Stored data entries:
****************************************
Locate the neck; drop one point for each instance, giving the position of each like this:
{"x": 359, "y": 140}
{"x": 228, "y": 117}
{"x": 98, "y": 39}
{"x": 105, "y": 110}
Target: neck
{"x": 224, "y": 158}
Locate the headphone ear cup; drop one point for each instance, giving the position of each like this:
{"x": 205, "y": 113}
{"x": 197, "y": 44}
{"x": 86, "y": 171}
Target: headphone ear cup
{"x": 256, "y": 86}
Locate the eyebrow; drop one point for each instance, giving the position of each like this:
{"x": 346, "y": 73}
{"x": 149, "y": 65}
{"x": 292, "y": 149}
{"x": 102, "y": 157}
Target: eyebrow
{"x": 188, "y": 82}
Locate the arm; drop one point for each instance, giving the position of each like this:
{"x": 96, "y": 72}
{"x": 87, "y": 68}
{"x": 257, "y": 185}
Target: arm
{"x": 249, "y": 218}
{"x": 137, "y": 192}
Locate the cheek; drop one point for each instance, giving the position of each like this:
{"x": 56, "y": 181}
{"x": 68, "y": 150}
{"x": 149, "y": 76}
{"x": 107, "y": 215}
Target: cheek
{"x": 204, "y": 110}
****************************************
Each line of the entries where the string "point" occurs should be shown.

*TASK ANSWER*
Locate the neck; drop one point for each instance, giving the position of each like this:
Locate the headphone ear cup; drop one point for each instance, giving the position of each like this:
Locate the eyebrow; drop one point for each instance, giving the position of each like this:
Locate the arm; drop one point for each instance, giving the position of each like this:
Locate the cheek; drop one point for each instance, giving the position of each like this:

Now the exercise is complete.